Exercise objective: Collect each line in the rows below that contains the string "shirt" and copy it out in full. Matching is case-sensitive.
***** Entries shown *****
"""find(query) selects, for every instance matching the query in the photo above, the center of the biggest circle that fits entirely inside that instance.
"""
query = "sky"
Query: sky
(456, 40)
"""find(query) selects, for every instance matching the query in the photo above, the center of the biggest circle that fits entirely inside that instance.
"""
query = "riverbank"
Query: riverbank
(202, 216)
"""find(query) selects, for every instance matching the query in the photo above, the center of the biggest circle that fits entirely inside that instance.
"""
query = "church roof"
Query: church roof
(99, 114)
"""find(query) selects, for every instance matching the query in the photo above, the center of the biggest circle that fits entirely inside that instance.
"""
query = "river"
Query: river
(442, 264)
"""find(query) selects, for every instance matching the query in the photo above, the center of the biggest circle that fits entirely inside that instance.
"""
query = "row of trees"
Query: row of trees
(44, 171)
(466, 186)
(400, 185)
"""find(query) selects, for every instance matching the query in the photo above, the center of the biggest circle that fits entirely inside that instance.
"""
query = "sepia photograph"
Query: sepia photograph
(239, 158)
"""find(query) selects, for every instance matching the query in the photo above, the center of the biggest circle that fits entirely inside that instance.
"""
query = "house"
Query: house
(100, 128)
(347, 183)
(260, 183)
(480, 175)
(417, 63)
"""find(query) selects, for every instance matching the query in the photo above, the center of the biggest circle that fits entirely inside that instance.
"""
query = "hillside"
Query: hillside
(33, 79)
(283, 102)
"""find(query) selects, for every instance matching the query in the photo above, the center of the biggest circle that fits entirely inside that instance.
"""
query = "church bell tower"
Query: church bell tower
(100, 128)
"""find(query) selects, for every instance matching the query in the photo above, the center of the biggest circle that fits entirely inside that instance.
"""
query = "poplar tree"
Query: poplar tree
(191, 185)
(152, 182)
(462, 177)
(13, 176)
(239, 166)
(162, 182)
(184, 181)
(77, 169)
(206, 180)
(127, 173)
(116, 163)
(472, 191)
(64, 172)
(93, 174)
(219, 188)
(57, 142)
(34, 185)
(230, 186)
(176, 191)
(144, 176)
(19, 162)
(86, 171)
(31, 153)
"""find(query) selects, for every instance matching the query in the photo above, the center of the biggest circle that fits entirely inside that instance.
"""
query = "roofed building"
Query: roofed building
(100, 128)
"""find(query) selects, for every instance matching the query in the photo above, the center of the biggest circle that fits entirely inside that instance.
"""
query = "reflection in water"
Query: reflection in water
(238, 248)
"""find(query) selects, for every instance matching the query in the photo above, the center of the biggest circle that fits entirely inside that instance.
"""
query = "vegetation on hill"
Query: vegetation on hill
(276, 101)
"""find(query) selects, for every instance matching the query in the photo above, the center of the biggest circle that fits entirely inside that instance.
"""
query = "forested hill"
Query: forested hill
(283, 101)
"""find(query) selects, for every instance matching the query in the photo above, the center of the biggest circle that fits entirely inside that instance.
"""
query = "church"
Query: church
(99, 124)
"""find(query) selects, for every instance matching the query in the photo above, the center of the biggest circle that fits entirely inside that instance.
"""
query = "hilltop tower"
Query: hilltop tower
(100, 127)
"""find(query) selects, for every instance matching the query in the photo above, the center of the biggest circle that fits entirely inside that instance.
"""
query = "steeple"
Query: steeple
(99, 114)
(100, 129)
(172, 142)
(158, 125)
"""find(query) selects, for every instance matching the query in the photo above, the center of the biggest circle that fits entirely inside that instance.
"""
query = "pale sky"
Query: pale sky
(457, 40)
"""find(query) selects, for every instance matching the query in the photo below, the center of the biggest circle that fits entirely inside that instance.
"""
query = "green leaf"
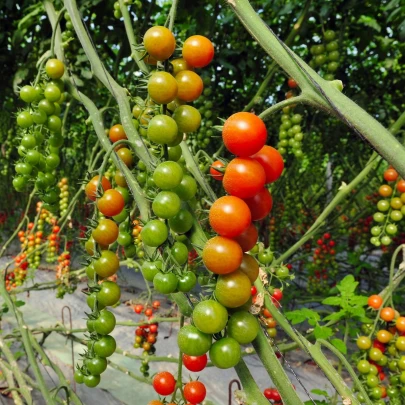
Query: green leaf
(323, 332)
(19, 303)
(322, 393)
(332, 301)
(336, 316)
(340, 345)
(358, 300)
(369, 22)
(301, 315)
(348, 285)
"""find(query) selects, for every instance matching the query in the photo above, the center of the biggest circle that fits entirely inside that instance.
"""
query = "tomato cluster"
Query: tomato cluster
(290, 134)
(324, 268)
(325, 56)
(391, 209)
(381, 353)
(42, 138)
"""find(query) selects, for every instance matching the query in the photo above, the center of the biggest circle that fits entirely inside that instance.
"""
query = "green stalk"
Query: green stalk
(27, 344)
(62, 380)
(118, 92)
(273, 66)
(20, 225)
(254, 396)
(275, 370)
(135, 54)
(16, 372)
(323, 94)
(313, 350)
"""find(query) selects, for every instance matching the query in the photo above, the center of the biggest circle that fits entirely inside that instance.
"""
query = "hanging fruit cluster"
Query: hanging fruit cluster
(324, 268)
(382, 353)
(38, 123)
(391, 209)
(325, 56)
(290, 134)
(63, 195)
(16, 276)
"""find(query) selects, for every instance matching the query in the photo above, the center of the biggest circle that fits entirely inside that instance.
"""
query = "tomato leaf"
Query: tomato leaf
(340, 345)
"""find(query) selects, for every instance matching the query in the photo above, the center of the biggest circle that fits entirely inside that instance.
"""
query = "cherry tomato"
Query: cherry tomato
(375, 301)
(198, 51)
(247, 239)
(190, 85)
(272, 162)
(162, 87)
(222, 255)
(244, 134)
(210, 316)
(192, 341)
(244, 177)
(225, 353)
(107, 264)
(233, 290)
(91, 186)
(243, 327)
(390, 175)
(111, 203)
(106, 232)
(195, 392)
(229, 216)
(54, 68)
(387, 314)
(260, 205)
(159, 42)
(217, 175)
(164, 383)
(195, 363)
*****
***** Entries shown *****
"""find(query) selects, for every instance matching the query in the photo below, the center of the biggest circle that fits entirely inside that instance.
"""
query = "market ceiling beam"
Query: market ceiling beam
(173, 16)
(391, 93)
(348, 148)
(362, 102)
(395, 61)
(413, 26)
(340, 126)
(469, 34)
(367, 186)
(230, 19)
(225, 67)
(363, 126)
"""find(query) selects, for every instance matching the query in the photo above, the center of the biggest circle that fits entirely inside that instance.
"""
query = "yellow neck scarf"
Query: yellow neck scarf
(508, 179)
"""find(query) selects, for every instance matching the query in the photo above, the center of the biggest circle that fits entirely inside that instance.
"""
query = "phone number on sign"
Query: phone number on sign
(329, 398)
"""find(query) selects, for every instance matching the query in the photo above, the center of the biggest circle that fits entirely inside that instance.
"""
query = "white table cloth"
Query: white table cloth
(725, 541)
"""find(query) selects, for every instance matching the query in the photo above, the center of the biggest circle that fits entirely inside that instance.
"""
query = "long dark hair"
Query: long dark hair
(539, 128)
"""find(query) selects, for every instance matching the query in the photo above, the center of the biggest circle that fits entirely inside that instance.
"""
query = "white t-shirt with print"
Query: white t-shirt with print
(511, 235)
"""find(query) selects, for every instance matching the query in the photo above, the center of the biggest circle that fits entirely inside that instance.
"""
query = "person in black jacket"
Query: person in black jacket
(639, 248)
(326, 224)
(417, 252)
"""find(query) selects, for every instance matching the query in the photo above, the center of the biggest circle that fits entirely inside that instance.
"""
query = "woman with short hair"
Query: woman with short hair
*****
Output of the exercise:
query = "white t-shirt with print"
Query: white t-shirt with print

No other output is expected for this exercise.